[Point annotation dataset rows]
>> Begin

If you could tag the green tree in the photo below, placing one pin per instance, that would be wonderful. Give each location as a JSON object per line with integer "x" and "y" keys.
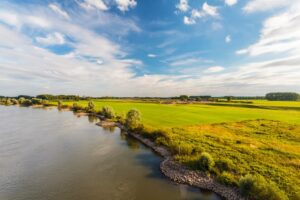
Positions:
{"x": 183, "y": 97}
{"x": 206, "y": 161}
{"x": 108, "y": 112}
{"x": 256, "y": 187}
{"x": 282, "y": 96}
{"x": 133, "y": 118}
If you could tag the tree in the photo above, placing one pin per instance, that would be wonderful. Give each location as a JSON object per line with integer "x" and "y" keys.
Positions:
{"x": 256, "y": 187}
{"x": 133, "y": 118}
{"x": 282, "y": 96}
{"x": 36, "y": 101}
{"x": 91, "y": 107}
{"x": 108, "y": 112}
{"x": 21, "y": 100}
{"x": 206, "y": 162}
{"x": 183, "y": 97}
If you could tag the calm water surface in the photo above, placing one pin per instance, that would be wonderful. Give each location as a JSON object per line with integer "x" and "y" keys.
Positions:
{"x": 52, "y": 155}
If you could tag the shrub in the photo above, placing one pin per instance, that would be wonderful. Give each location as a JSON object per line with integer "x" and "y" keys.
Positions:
{"x": 133, "y": 118}
{"x": 206, "y": 162}
{"x": 59, "y": 104}
{"x": 256, "y": 187}
{"x": 14, "y": 101}
{"x": 76, "y": 107}
{"x": 224, "y": 164}
{"x": 36, "y": 101}
{"x": 91, "y": 107}
{"x": 27, "y": 102}
{"x": 21, "y": 100}
{"x": 108, "y": 112}
{"x": 227, "y": 179}
{"x": 121, "y": 118}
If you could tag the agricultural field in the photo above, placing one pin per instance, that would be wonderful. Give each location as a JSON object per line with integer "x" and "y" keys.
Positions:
{"x": 261, "y": 137}
{"x": 179, "y": 115}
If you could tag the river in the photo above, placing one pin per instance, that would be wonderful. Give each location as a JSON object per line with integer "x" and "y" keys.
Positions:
{"x": 55, "y": 155}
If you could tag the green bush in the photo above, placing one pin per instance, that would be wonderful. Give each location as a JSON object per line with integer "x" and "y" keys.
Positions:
{"x": 59, "y": 104}
{"x": 91, "y": 107}
{"x": 76, "y": 107}
{"x": 26, "y": 102}
{"x": 21, "y": 100}
{"x": 36, "y": 101}
{"x": 227, "y": 179}
{"x": 224, "y": 164}
{"x": 108, "y": 112}
{"x": 133, "y": 118}
{"x": 206, "y": 162}
{"x": 14, "y": 101}
{"x": 257, "y": 188}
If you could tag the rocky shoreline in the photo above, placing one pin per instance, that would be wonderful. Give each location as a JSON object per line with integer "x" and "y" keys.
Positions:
{"x": 181, "y": 174}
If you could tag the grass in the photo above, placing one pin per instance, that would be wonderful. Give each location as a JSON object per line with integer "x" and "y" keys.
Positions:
{"x": 268, "y": 148}
{"x": 260, "y": 138}
{"x": 178, "y": 115}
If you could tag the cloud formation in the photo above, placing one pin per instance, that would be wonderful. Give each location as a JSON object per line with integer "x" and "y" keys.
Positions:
{"x": 205, "y": 11}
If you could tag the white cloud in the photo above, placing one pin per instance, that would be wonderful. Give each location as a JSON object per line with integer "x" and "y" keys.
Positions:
{"x": 214, "y": 69}
{"x": 152, "y": 55}
{"x": 216, "y": 26}
{"x": 228, "y": 39}
{"x": 125, "y": 5}
{"x": 188, "y": 20}
{"x": 37, "y": 21}
{"x": 52, "y": 39}
{"x": 183, "y": 5}
{"x": 263, "y": 5}
{"x": 9, "y": 18}
{"x": 280, "y": 34}
{"x": 206, "y": 11}
{"x": 210, "y": 10}
{"x": 230, "y": 2}
{"x": 58, "y": 10}
{"x": 94, "y": 4}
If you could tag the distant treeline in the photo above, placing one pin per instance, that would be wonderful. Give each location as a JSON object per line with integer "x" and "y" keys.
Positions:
{"x": 283, "y": 96}
{"x": 277, "y": 96}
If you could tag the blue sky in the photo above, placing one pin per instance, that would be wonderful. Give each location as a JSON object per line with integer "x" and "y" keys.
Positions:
{"x": 149, "y": 48}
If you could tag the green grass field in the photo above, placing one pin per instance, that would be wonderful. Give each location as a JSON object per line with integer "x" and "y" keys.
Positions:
{"x": 262, "y": 137}
{"x": 179, "y": 115}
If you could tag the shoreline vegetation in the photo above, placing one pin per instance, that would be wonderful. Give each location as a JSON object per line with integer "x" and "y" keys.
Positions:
{"x": 246, "y": 159}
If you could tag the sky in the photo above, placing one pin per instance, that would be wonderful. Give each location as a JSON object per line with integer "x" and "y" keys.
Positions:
{"x": 149, "y": 48}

>> End

_Your task_
Write out all of the rows again, switching every "Positions" to "Coordinates" and changing nothing else. Omit the pictures from your output.

_Result of this exercise_
If you could tag the green tree in the photo below, placing one pin per instance, that would be wonderful. Give each location as a JSON object per line with integer "x" and "y" keys.
Coordinates:
{"x": 183, "y": 97}
{"x": 206, "y": 161}
{"x": 108, "y": 112}
{"x": 256, "y": 187}
{"x": 282, "y": 96}
{"x": 133, "y": 118}
If you could tag the tree in the photo above, placing one pin per instance, that would be wonderful. Give each location as a JSON object per line with integer "x" and "y" keys.
Coordinates:
{"x": 256, "y": 187}
{"x": 133, "y": 118}
{"x": 282, "y": 96}
{"x": 36, "y": 101}
{"x": 91, "y": 107}
{"x": 108, "y": 112}
{"x": 21, "y": 100}
{"x": 206, "y": 162}
{"x": 183, "y": 97}
If you could tag the calm water surface in the photo above, placing one pin per instance, that would be wonderful. Give each location as a JSON object per line with integer "x" and "y" keys.
Coordinates:
{"x": 52, "y": 155}
If you could tag the shrub in the photo above, placing one pin per instance, that would be wonderful. Give each location as a JSON object per line with integer "x" and "y" keys.
Coordinates:
{"x": 133, "y": 118}
{"x": 206, "y": 162}
{"x": 59, "y": 104}
{"x": 256, "y": 187}
{"x": 14, "y": 101}
{"x": 76, "y": 107}
{"x": 224, "y": 164}
{"x": 36, "y": 101}
{"x": 91, "y": 107}
{"x": 27, "y": 102}
{"x": 21, "y": 100}
{"x": 108, "y": 112}
{"x": 227, "y": 179}
{"x": 121, "y": 118}
If you could tag the agricultural field in the photo above, placing one pin per instance, that would be wonderful. Give each location as a JSON object per line with integer "x" and "y" keys.
Coordinates:
{"x": 261, "y": 137}
{"x": 179, "y": 115}
If you could tag the river in the photo above, placing one pin per instance, that would be wonderful. Give each location as a JSON object per line with integer "x" and "y" keys.
Coordinates:
{"x": 55, "y": 155}
If you could tag the green bush in the photo above, placing one pin per instance, that would be wonderful. Give each location as a JSON object per line with integer "x" and "y" keys.
Coordinates:
{"x": 59, "y": 104}
{"x": 91, "y": 107}
{"x": 76, "y": 107}
{"x": 26, "y": 102}
{"x": 21, "y": 100}
{"x": 36, "y": 101}
{"x": 227, "y": 179}
{"x": 224, "y": 164}
{"x": 108, "y": 112}
{"x": 133, "y": 118}
{"x": 206, "y": 162}
{"x": 14, "y": 101}
{"x": 257, "y": 188}
If you could tag the rocky shoreline in the photo above, placing one pin per instance, that would be wonderful. Give each location as a JSON object per line with integer "x" and "y" keys.
Coordinates:
{"x": 181, "y": 174}
If you could tag the grass in the photo above, placing one pin per instance, that would be wonderful. Give each location as a JSON object per line with integer "x" and "y" keys.
Coordinates:
{"x": 268, "y": 148}
{"x": 260, "y": 138}
{"x": 178, "y": 115}
If you could tag the cloud formation in the photo above, placing one pin per instance, that would be wonderful. Give each location as a JSON object per line with integer "x" and "y" keys.
Coordinates:
{"x": 205, "y": 11}
If you could tag the white cloud in the photo above, placing one pin per instance, that would be wonderful. Give each location as a JSON object per line with integer "x" and "y" keys.
Coordinates:
{"x": 214, "y": 69}
{"x": 152, "y": 55}
{"x": 216, "y": 26}
{"x": 228, "y": 39}
{"x": 125, "y": 5}
{"x": 188, "y": 20}
{"x": 37, "y": 21}
{"x": 52, "y": 39}
{"x": 183, "y": 5}
{"x": 263, "y": 5}
{"x": 9, "y": 18}
{"x": 280, "y": 34}
{"x": 206, "y": 11}
{"x": 210, "y": 10}
{"x": 230, "y": 2}
{"x": 58, "y": 10}
{"x": 94, "y": 4}
If you could tag the distant treeline in the photo above, placing one pin per instance, that would be wonderful. Give each location as a JSON object per line with integer "x" and "y" keys.
Coordinates:
{"x": 283, "y": 96}
{"x": 277, "y": 96}
If you could tag the blue sky in the photo above, placing one pin per instance, that would be wonderful. Give each location as a JSON object per line with integer "x" and "y" keys.
Coordinates:
{"x": 149, "y": 48}
If you could tag the green grass field in the photo above, placing one pin per instance, that would be wonderful. Give each location as a JSON object per line with integer "x" and "y" keys.
Coordinates:
{"x": 262, "y": 137}
{"x": 179, "y": 115}
If you could tag the shoreline vegetation in the photo above, placing one pin per instance, that would be wonderful. Give each location as a JSON object per line with integer "x" and "y" keys.
Coordinates:
{"x": 246, "y": 159}
If you could tag the sky in the photo above, placing one pin per instance, that would be wonderful. Give each location as a JSON object per line with integer "x" and "y" keys.
Coordinates:
{"x": 149, "y": 48}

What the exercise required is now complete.